### Kutipan Teks
PENDAHULUAN
Peternakan adalah pengusaha ternak untuk tujuan memperoleh hasil dari ternak tersebut (ternak) untuk keperluan manusia. Sedangkan arti ternak itu sendiri adalah hewan piaraan, yang kehidupannya yaitu mengenal tempat perkembangbiakan, serta manfaatnya diatur dan diawasi oleh manusia serta dipelihara khusus sebagai penghasil bahan-bahan dan jasa-jasa yang berguna bagi kepentingan hidup manusia.

### Tugas yang Dikerjakan
Nilai apakah setiap pernyataan ini sesuai dengan kutipan tentang peternakan: (a) ternak dipelihara khusus sebagai penghasil bahan dan jasa bagi manusia; (b) ternak adalah hewan liar; (c) manfaat ternak diatur dan diawasi oleh manusia. Jawab ya atau tidak untuk tiap pernyataan, sertakan kata-kata penentu dari kutipan itu tanpa diubah. Entri berikut diambil dari sumber yang berbeda.

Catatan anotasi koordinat
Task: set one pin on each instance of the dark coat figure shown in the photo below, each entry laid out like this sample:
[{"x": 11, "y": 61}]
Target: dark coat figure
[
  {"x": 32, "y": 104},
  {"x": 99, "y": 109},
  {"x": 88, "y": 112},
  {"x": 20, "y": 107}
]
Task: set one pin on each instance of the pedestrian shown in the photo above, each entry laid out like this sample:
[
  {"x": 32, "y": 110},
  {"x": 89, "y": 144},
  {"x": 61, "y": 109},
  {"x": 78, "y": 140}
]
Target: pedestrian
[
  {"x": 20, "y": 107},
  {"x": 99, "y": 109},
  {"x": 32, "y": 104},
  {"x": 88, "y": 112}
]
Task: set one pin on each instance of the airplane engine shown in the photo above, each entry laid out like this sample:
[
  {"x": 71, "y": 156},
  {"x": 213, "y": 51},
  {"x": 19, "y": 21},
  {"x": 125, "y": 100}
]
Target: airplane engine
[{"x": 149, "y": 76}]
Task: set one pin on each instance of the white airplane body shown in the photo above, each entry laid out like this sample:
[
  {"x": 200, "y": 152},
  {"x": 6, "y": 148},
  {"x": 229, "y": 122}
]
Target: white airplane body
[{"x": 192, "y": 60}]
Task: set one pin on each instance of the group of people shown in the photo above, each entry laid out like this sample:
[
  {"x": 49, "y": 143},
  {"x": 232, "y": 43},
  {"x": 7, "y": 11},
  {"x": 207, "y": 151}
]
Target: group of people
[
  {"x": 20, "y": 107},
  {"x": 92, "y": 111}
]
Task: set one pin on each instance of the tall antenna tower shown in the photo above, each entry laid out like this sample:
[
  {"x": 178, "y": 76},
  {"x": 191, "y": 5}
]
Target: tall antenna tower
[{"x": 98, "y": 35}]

### Jawaban Tertulis
(a) Ya: "dipelihara khusus sebagai penghasil bahan-bahan dan jasa-jasa yang berguna bagi kepentingan hidup manusia"
(b) Tidak: "hewan piaraan"
(c) Ya: "manfaatnya diatur dan diawasi oleh manusia"